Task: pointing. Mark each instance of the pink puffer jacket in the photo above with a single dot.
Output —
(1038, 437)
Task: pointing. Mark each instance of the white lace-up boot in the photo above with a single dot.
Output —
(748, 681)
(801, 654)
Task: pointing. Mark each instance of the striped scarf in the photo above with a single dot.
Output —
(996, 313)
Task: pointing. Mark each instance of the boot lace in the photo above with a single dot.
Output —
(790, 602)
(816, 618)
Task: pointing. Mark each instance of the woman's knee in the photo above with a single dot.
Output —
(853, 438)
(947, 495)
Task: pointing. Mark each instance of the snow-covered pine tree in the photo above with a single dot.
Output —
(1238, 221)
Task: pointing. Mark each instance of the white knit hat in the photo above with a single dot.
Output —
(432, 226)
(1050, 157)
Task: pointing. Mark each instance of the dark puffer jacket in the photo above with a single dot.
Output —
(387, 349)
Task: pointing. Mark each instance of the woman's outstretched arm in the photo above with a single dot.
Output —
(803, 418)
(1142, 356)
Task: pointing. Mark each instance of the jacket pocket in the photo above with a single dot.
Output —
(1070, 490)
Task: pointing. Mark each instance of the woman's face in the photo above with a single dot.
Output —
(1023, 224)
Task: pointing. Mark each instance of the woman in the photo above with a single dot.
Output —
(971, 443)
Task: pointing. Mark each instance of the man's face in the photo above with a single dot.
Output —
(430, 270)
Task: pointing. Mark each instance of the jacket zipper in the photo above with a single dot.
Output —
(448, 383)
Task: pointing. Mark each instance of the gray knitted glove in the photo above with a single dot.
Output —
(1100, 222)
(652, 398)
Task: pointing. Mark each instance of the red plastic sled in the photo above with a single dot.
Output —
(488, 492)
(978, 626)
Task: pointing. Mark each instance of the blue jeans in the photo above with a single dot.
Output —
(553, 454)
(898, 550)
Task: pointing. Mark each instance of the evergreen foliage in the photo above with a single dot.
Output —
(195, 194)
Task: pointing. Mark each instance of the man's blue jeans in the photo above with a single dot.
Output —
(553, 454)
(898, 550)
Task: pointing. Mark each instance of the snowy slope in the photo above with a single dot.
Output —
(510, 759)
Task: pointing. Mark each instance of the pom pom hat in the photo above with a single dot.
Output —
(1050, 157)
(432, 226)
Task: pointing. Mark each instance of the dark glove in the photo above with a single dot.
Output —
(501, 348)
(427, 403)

# Exercise directions:
Reproduce all of the records above, substituting "parka" for every occurrence of "puffer jacket" and leaving everything else unchanged.

# Exercise response:
Task: pointing. Mark each instance of the pink parka in the photo above with a single dot.
Output —
(1038, 437)
Task: pointing. Mark each instance of the white lace-up boot in the photo above with a single dot.
Output —
(748, 681)
(801, 654)
Task: pointing. Mark each instance of the striped scarf in the photo above with a single dot.
Output —
(996, 313)
Task: pointing. Mark each instance of the boot lace in the photo above with a single dot.
Output —
(790, 602)
(816, 618)
Task: pointing. Mark each instance of the woman's knee in the photo above with a single dot.
Output —
(853, 438)
(947, 495)
Task: pointing. Mark each instance of the snow-covered pine tree in the photo above with a single dot.
Output —
(1238, 221)
Task: pointing. Mark each instance of the white knit hat in the photo above with a single dot.
Output —
(432, 226)
(1050, 157)
Task: pointing. Mark each instance of the dark parka in the photo above with a single dot.
Output —
(387, 349)
Task: pointing. Mark each instance of the woman's outstretched arm in the photo above with a single dot.
Output —
(803, 418)
(1142, 356)
Task: pointing. Mark each instance of the jacket pocket in the photo above with a single dot.
Output —
(1070, 490)
Task: pointing. Mark each instance of the woman's face in the photo above with a single dot.
Output —
(1023, 224)
Task: pointing. Mark each instance of the woman in the photo above with a single dot.
Output —
(971, 443)
Task: pointing. Mark each instance of the man's face in the photo above with a single dot.
Output —
(430, 270)
Task: pointing. Mark each instance of the jacket zipper in the photo above with a single dot.
Output —
(448, 383)
Task: pointing. Mark each instance of the gray knitted glove in the photo above with a single dot.
Output —
(1100, 222)
(652, 398)
Task: pointing. Mark each instance of the red plastic sled in the photo above with a single dot.
Output —
(488, 492)
(978, 626)
Task: pointing. Mark each instance of the blue jeans in the photo above with a single dot.
Output —
(553, 454)
(898, 550)
Task: pointing. Mark each instance of the evergreen foliage in the photo above with a single dot.
Output —
(195, 194)
Task: pointing. Mark each instance of the man's blue jeans in the photo above with a single dot.
Output —
(553, 454)
(898, 550)
Task: pointing. Mark each instance of the snowy slope in the photo above with a single dot.
Output —
(510, 759)
Task: pointing. Mark each instance of the pom pom hat in the photo above with a single dot.
Output —
(1050, 157)
(432, 226)
Task: pointing. Mark each instance of the dark glove in the photo above with a single dot.
Output —
(501, 348)
(427, 403)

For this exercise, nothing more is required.